#### Given records

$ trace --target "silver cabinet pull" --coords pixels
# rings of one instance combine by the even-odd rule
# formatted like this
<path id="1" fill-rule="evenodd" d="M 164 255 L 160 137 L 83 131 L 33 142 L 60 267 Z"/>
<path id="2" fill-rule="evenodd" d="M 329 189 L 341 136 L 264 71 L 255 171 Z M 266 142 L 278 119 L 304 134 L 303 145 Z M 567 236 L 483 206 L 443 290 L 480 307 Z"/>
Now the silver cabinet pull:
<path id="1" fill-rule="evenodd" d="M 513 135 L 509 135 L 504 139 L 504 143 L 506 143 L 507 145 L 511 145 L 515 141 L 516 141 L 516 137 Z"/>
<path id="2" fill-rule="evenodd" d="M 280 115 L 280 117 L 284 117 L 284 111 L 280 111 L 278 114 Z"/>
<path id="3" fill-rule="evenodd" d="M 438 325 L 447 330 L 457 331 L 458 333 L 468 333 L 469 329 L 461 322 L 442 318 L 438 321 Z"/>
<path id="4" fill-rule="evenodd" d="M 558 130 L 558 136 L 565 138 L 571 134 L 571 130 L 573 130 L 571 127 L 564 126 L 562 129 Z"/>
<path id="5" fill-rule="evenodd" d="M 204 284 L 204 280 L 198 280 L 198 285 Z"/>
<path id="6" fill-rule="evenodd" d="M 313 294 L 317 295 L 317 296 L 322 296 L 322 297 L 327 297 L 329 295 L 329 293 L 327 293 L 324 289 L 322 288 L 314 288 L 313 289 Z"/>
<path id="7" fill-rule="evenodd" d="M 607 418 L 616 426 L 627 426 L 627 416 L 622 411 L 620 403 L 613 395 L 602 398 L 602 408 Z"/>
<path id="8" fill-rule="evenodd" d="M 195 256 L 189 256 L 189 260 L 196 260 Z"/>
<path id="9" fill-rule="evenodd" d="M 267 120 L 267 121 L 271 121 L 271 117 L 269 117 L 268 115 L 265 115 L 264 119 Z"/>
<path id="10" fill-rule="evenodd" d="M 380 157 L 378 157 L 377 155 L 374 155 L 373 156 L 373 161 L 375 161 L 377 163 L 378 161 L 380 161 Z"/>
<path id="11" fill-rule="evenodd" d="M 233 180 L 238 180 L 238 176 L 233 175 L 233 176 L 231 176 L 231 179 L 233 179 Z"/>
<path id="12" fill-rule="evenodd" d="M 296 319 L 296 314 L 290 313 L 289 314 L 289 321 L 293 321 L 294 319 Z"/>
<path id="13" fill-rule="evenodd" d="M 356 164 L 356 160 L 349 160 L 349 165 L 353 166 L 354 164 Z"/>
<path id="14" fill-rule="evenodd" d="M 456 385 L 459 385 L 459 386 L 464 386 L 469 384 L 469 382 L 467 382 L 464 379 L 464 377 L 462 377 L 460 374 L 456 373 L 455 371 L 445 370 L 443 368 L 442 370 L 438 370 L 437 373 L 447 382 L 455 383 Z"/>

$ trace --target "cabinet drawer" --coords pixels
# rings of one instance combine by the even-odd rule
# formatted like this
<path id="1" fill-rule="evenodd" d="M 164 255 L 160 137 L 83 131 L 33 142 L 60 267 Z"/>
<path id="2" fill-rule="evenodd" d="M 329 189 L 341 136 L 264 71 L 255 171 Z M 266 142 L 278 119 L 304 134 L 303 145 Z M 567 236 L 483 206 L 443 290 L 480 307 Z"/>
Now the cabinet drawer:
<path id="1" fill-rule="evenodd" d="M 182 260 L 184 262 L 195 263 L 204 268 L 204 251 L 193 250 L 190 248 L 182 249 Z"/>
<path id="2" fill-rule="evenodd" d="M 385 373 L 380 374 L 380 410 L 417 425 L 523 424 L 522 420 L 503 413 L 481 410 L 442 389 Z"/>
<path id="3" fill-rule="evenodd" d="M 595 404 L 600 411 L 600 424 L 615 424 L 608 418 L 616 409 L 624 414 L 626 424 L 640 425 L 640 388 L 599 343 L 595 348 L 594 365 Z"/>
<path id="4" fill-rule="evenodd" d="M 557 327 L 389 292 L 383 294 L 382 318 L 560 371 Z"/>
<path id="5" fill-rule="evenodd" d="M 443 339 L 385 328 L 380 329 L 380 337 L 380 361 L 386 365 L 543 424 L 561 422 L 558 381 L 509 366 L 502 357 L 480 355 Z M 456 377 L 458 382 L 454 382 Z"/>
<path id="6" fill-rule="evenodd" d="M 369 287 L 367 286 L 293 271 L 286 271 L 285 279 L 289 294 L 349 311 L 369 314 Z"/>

########

:: Work request ::
Exactly as they appear above, the records are to be transcribed in full.

:: Exercise response ::
$ trace --target "silver cabinet pull" --coords pixels
# rings of one instance combine by the even-odd rule
# formatted like this
<path id="1" fill-rule="evenodd" d="M 164 255 L 160 137 L 83 131 L 33 142 L 60 267 Z"/>
<path id="2" fill-rule="evenodd" d="M 329 189 L 341 136 L 264 71 L 255 171 Z M 266 142 L 278 119 L 304 134 L 303 145 Z M 567 236 L 483 206 L 443 290 L 480 307 Z"/>
Now the silver cabinet pull:
<path id="1" fill-rule="evenodd" d="M 513 135 L 509 135 L 504 139 L 504 143 L 506 143 L 507 145 L 511 145 L 515 141 L 516 141 L 516 137 Z"/>
<path id="2" fill-rule="evenodd" d="M 280 115 L 280 117 L 284 117 L 284 111 L 280 111 L 278 114 Z"/>
<path id="3" fill-rule="evenodd" d="M 438 325 L 447 330 L 457 331 L 458 333 L 468 333 L 469 329 L 461 322 L 442 318 L 438 321 Z"/>
<path id="4" fill-rule="evenodd" d="M 558 130 L 558 136 L 565 138 L 571 134 L 571 130 L 573 130 L 571 127 L 564 126 L 562 129 Z"/>
<path id="5" fill-rule="evenodd" d="M 204 284 L 204 280 L 198 280 L 198 285 Z"/>
<path id="6" fill-rule="evenodd" d="M 313 294 L 317 295 L 317 296 L 322 296 L 322 297 L 327 297 L 329 295 L 329 293 L 327 293 L 324 289 L 322 288 L 314 288 L 313 289 Z"/>
<path id="7" fill-rule="evenodd" d="M 607 418 L 616 426 L 627 426 L 627 416 L 622 411 L 620 403 L 613 395 L 602 398 L 602 408 Z"/>
<path id="8" fill-rule="evenodd" d="M 195 256 L 189 256 L 189 260 L 196 260 Z"/>
<path id="9" fill-rule="evenodd" d="M 267 120 L 267 121 L 271 121 L 271 117 L 269 117 L 268 115 L 265 115 L 264 119 Z"/>
<path id="10" fill-rule="evenodd" d="M 380 157 L 378 157 L 377 155 L 374 155 L 373 156 L 373 161 L 375 161 L 377 163 L 378 161 L 380 161 Z"/>
<path id="11" fill-rule="evenodd" d="M 233 180 L 238 180 L 238 176 L 233 175 L 233 176 L 231 176 L 231 179 L 233 179 Z"/>
<path id="12" fill-rule="evenodd" d="M 296 319 L 296 314 L 290 313 L 289 314 L 289 321 L 293 321 L 294 319 Z"/>
<path id="13" fill-rule="evenodd" d="M 356 164 L 356 160 L 349 160 L 349 165 L 353 166 L 354 164 Z"/>
<path id="14" fill-rule="evenodd" d="M 456 385 L 459 385 L 459 386 L 464 386 L 469 384 L 469 382 L 467 382 L 464 379 L 464 377 L 462 377 L 460 374 L 456 373 L 455 371 L 445 370 L 443 368 L 442 370 L 438 370 L 437 373 L 447 382 L 455 383 Z"/>

$ trace --target "cabinet drawer" --coords pixels
# rings of one instance combine by the even-odd rule
# formatted like this
<path id="1" fill-rule="evenodd" d="M 164 255 L 160 137 L 83 131 L 33 142 L 60 267 Z"/>
<path id="2" fill-rule="evenodd" d="M 329 189 L 341 136 L 264 71 L 255 171 Z M 266 142 L 278 119 L 304 134 L 303 145 Z M 567 236 L 483 206 L 443 290 L 480 307 Z"/>
Now the cabinet drawer:
<path id="1" fill-rule="evenodd" d="M 182 260 L 184 262 L 195 263 L 204 268 L 204 251 L 193 250 L 190 248 L 182 249 Z"/>
<path id="2" fill-rule="evenodd" d="M 385 373 L 380 374 L 380 410 L 417 425 L 523 424 L 522 420 L 503 413 L 481 410 L 442 389 Z"/>
<path id="3" fill-rule="evenodd" d="M 595 404 L 600 411 L 600 424 L 615 424 L 608 418 L 616 409 L 624 414 L 626 424 L 640 425 L 640 388 L 599 343 L 595 348 L 594 365 Z"/>
<path id="4" fill-rule="evenodd" d="M 557 327 L 389 292 L 383 294 L 382 318 L 560 371 Z"/>
<path id="5" fill-rule="evenodd" d="M 443 339 L 385 328 L 380 329 L 380 337 L 380 361 L 386 365 L 543 424 L 561 422 L 558 381 L 509 366 L 502 357 L 480 355 Z M 456 377 L 458 382 L 454 382 Z"/>
<path id="6" fill-rule="evenodd" d="M 369 287 L 367 286 L 293 271 L 286 271 L 285 279 L 289 294 L 349 311 L 369 314 Z"/>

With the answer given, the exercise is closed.